Your tasks:
(1) In the 25th Hour review, how much money did the film make during its limited run?
(2) In the 25th Hour review, condense the paragraph beginning "What separates 25th Hour from this pack" into a bulleted list that keeps its main facts.
(3) From the 25th Hour review, write out the part that opens with the words containing "What separates 25th" and closes with "of the time.".

Passage shown:
● ● ● ● ●

Saturday, March 9, 2013

25th Hour (2002)

The events of September 11, 2001 - only a little more than 11 years in the past - are a subject that Hollywood is still not entirely comfortable with tackling. Granted, as time has passed, it's become a little less delicate of a subject for audiences to take - see 2011's Extremely Loud & Incredibly Close - but, like the aforementioned film, it's mostly been met with maudlin sentimentality, never-again bravado, and never-forget resolve. That's what happened to Oliver Stone's 2006 film World Trade Center - hardly the incendiary film that the director is famous for - and what Paul Greengrass' United 93 (from the same year) avoided; the former was met with critical indifference and modest box office, while the latter was critically beloved but played mostly to empty theaters. Certainly, you could argue that it was "too soon" for films about that day, but regardless of the time, it was obvious that mass audiences - and Hollywood, especially - weren't ready to confront everything about those tragic events.

What separates 25th Hour from this pack is not it's box office - it only made $13 million during it's limited run - but rather the timing of its release and the way it handles its subject material. The film came out in December of 2002, a little over a year later, and was one of the first films to address post-9/11 New York (sure, you could make the argument that last-second edits made Spider-Man the first, but that falls mostly into the never-again, rah-rah U-S-A patriotism of the time). The handling of the subject material is unique in that, though it does make overt references to the incident - the opening credits featuring the lights that stood in place of the World Trade Center, a scene set looking down into Ground Zero, the infamous bathroom mirror scene (more on that below) - it mostly uses the narrative action to capture the atmosphere of the time.

● ● ● ● ●

Provided records:
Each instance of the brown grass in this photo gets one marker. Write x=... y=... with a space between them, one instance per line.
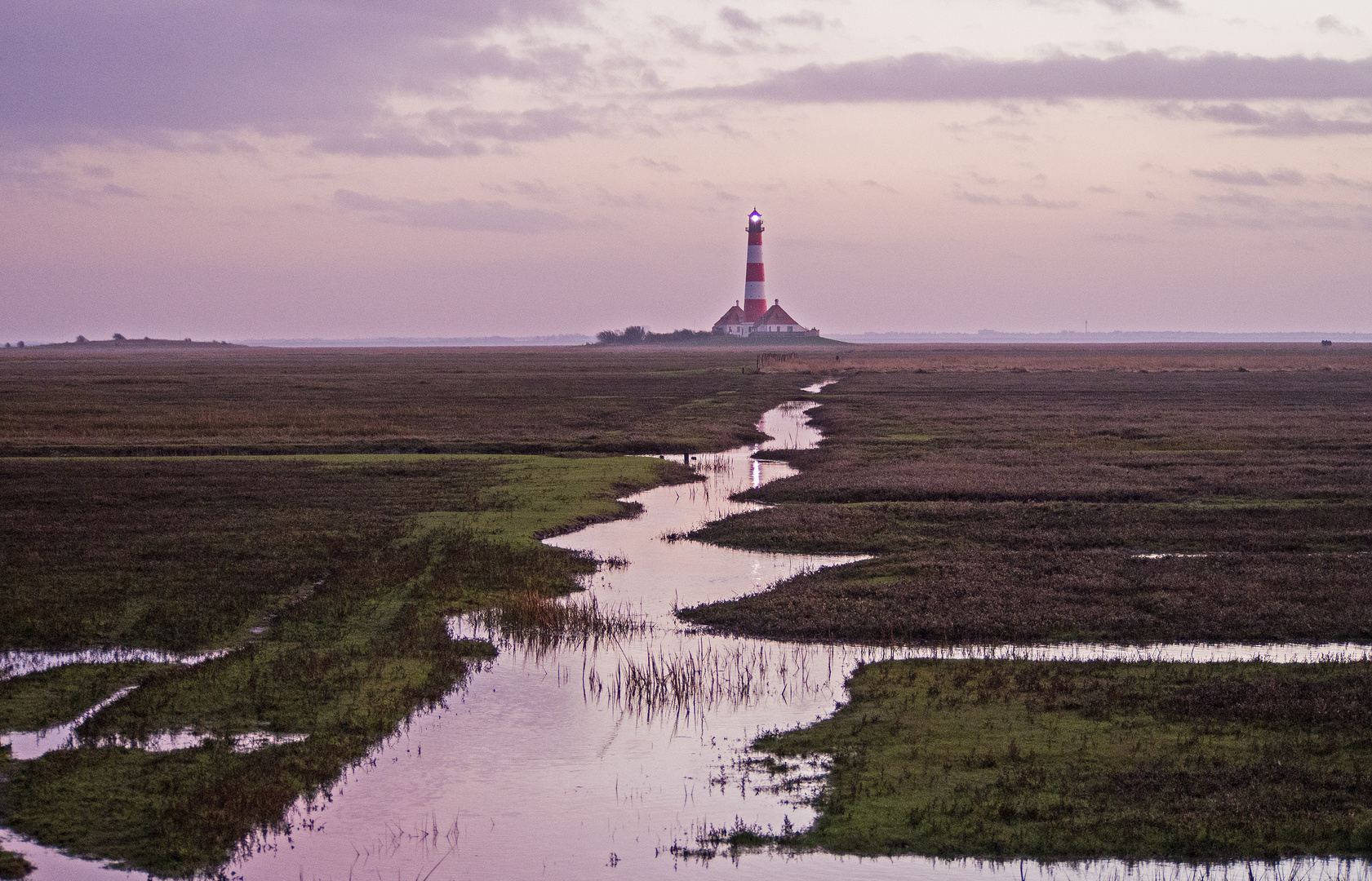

● ● ● ● ●

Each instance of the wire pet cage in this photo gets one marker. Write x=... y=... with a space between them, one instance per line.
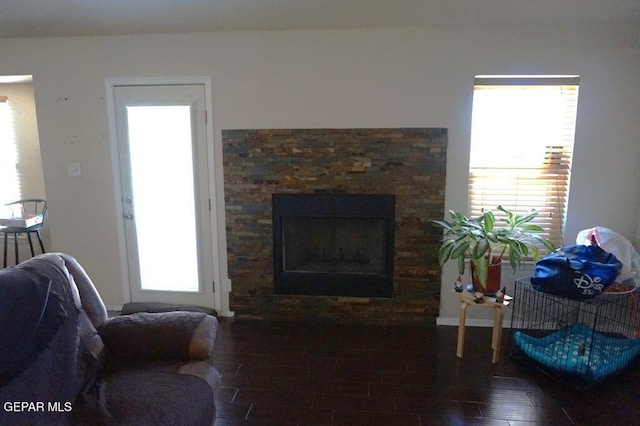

● ● ● ● ●

Solutions below:
(1) $13 million

(2)
- The film stands apart from other 9/11 films because of when it was released and how it handles the subject, not because of its box office. It made only $13 million during its limited run.
- It came out in December 2002, a little over a year after the attacks. It was one of the first films to address post-9/11 New York.
- Spider-Man could be argued to be first because of last-second edits, but that film falls mostly into the never-again, rah-rah patriotism of the time.
- It makes overt references to the attacks:
  - opening credits showing the lights that stood in place of the World Trade Center
  - a scene looking down into Ground Zero
  - the bathroom mirror scene
- Mostly, it uses the narrative action to capture the atmosphere of the time.

(3)
What separates 25th Hour from this pack is not it's box office - it only made $13 million during it's limited run - but rather the timing of its release and the way it handles its subject material. The film came out in December of 2002, a little over a year later, and was one of the first films to address post-9/11 New York (sure, you could make the argument that last-second edits made Spider-Man the first, but that falls mostly into the never-again, rah-rah U-S-A patriotism of the time). The handling of the subject material is unique in that, though it does make overt references to the incident - the opening credits featuring the lights that stood in place of the World Trade Center, a scene set looking down into Ground Zero, the infamous bathroom mirror scene (more on that below) - it mostly uses the narrative action to capture the atmosphere of the time.